[Image location labeling entries]
----

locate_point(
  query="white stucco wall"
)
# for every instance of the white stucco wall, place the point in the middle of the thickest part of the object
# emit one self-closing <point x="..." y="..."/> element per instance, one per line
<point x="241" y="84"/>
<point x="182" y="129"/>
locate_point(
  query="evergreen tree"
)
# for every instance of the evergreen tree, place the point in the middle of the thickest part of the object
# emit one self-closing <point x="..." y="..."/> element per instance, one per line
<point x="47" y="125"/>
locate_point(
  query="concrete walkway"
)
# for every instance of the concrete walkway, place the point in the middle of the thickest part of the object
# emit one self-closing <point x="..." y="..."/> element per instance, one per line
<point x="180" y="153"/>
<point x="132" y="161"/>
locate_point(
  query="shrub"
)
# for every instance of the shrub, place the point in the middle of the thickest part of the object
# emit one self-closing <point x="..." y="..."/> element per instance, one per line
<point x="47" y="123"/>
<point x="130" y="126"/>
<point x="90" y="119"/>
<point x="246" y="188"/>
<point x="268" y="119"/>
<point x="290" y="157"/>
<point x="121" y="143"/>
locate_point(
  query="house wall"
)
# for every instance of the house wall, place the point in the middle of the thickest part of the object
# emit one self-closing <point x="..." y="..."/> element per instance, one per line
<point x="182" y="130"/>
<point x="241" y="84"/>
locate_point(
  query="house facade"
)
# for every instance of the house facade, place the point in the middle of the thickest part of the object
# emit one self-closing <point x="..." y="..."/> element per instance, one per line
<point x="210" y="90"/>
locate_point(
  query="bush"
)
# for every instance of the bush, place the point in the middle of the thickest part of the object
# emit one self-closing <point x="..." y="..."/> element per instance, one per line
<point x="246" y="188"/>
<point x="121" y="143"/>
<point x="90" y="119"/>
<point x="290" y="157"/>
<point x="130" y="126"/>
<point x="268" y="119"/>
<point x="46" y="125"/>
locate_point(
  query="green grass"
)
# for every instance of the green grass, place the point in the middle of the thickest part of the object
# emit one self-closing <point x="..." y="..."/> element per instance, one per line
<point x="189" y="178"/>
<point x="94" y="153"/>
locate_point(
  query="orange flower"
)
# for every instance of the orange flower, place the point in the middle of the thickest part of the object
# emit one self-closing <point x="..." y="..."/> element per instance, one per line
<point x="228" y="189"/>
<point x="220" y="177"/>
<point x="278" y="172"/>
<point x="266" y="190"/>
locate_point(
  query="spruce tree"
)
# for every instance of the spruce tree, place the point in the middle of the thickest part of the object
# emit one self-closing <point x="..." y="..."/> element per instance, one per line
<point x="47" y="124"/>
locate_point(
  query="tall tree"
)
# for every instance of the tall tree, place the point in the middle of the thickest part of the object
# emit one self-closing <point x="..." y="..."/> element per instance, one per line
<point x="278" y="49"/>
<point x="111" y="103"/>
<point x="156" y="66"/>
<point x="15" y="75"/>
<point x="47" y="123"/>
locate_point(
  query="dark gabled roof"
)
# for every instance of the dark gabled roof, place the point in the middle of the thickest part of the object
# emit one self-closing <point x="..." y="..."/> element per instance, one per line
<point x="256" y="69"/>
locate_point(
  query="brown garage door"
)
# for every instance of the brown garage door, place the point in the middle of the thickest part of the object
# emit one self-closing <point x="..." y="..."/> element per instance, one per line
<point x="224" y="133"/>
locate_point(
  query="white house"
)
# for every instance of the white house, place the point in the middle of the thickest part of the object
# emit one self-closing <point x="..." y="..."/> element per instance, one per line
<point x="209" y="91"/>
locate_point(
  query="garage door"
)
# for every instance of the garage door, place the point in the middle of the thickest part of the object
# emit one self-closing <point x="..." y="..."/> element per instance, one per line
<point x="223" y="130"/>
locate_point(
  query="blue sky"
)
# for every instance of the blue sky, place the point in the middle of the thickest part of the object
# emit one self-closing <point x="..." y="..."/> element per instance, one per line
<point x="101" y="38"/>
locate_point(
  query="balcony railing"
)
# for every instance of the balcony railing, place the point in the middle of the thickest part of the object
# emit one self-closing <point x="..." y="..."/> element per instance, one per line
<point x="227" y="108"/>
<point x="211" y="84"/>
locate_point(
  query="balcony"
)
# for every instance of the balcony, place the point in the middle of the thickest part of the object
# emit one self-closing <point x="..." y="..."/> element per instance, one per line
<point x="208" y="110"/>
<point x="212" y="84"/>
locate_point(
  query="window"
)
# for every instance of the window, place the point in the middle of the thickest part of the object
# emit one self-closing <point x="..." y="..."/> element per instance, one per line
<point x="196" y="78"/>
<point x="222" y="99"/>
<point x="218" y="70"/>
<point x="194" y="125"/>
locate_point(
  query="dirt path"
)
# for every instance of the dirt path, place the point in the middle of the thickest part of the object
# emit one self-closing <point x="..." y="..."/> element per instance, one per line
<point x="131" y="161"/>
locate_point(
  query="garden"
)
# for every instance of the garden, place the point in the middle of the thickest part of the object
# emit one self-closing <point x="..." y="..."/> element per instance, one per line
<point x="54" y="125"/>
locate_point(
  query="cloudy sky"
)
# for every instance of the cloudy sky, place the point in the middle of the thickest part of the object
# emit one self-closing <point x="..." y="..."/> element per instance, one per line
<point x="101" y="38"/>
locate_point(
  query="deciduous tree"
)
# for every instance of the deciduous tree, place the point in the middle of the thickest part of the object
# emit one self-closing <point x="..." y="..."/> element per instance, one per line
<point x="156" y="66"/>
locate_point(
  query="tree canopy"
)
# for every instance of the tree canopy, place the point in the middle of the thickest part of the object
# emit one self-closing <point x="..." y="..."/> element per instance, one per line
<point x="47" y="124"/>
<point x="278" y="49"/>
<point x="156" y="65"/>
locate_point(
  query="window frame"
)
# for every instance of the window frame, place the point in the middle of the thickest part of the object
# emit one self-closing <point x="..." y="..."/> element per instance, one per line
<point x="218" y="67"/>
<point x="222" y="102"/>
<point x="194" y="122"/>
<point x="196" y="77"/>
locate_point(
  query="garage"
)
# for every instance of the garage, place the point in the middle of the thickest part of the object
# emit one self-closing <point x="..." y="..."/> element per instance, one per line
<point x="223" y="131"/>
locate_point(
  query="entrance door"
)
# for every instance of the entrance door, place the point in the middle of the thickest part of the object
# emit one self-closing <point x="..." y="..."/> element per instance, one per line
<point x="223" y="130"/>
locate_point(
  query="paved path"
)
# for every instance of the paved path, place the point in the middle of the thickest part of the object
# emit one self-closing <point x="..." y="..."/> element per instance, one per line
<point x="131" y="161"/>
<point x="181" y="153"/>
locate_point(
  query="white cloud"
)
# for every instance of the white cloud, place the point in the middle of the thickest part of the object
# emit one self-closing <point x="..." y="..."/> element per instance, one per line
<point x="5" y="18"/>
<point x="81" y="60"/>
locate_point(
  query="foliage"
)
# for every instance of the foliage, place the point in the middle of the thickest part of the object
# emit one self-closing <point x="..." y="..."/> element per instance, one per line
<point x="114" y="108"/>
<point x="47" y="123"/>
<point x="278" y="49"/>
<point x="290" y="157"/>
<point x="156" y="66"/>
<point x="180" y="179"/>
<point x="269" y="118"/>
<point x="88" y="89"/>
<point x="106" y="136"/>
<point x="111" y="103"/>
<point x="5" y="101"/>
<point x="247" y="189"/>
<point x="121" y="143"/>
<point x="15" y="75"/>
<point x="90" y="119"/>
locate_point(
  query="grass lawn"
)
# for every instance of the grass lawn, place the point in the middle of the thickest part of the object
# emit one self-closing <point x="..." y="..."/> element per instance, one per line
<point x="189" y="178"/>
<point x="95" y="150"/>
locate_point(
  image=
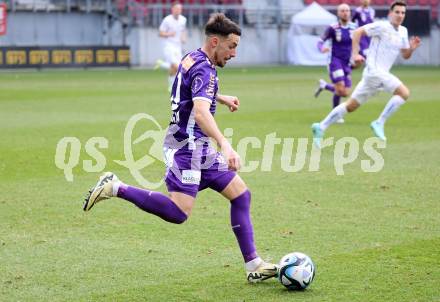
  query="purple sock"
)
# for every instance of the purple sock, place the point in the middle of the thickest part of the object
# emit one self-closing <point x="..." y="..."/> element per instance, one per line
<point x="153" y="202"/>
<point x="336" y="100"/>
<point x="242" y="225"/>
<point x="330" y="87"/>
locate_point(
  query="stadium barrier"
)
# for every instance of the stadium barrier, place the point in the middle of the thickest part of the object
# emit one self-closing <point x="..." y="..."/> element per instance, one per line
<point x="64" y="56"/>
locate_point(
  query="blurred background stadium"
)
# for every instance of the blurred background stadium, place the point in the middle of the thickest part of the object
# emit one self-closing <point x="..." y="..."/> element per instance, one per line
<point x="124" y="32"/>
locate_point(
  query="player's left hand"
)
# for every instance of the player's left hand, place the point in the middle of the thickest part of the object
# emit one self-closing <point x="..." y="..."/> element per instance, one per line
<point x="231" y="102"/>
<point x="415" y="42"/>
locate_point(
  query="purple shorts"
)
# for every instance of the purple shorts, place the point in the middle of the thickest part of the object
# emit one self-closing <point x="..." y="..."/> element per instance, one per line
<point x="190" y="171"/>
<point x="364" y="44"/>
<point x="340" y="71"/>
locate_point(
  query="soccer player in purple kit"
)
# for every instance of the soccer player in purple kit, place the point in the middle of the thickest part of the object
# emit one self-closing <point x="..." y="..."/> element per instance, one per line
<point x="192" y="164"/>
<point x="362" y="15"/>
<point x="339" y="68"/>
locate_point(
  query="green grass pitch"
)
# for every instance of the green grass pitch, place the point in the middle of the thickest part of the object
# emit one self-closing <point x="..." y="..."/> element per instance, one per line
<point x="372" y="236"/>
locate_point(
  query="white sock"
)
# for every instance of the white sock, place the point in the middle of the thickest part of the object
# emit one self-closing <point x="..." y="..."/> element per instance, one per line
<point x="115" y="188"/>
<point x="393" y="104"/>
<point x="165" y="65"/>
<point x="253" y="264"/>
<point x="170" y="82"/>
<point x="334" y="115"/>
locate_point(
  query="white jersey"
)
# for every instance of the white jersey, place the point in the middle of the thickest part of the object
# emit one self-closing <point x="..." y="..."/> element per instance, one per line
<point x="171" y="24"/>
<point x="386" y="43"/>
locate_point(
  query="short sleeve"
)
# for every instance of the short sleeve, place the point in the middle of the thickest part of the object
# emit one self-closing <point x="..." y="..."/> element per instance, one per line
<point x="327" y="34"/>
<point x="203" y="84"/>
<point x="374" y="29"/>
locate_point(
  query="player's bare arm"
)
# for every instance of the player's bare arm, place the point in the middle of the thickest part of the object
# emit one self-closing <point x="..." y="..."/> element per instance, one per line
<point x="414" y="43"/>
<point x="166" y="34"/>
<point x="206" y="122"/>
<point x="183" y="37"/>
<point x="229" y="101"/>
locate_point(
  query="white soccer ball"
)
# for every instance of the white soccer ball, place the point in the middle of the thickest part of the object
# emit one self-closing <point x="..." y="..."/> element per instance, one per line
<point x="296" y="271"/>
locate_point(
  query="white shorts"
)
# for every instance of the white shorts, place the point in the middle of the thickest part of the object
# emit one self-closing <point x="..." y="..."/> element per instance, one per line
<point x="372" y="83"/>
<point x="173" y="55"/>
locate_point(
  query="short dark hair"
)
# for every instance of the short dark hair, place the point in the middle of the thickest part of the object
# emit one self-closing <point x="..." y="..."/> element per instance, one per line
<point x="219" y="24"/>
<point x="397" y="3"/>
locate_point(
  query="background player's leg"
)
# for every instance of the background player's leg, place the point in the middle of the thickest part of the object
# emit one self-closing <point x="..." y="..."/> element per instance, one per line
<point x="156" y="203"/>
<point x="397" y="100"/>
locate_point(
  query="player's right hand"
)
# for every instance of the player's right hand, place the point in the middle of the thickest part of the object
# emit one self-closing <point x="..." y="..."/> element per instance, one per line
<point x="232" y="157"/>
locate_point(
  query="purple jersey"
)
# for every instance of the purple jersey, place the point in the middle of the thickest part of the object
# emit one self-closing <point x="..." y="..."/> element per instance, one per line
<point x="363" y="16"/>
<point x="196" y="79"/>
<point x="340" y="37"/>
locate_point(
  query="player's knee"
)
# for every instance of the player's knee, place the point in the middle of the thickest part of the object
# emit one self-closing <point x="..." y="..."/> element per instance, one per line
<point x="243" y="201"/>
<point x="403" y="92"/>
<point x="181" y="217"/>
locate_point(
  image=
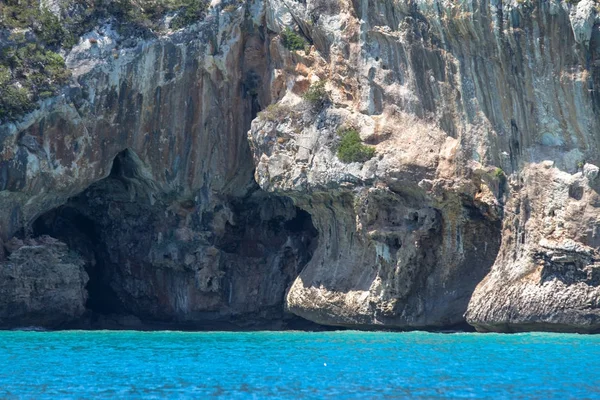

----

BRIEF:
Report each line of the entries above that contains the string "paved", copying every such line in full.

SOLVED PROBLEM:
  query="paved path"
# for every instance of the paved path, place the point in the middle of the thickest part of the object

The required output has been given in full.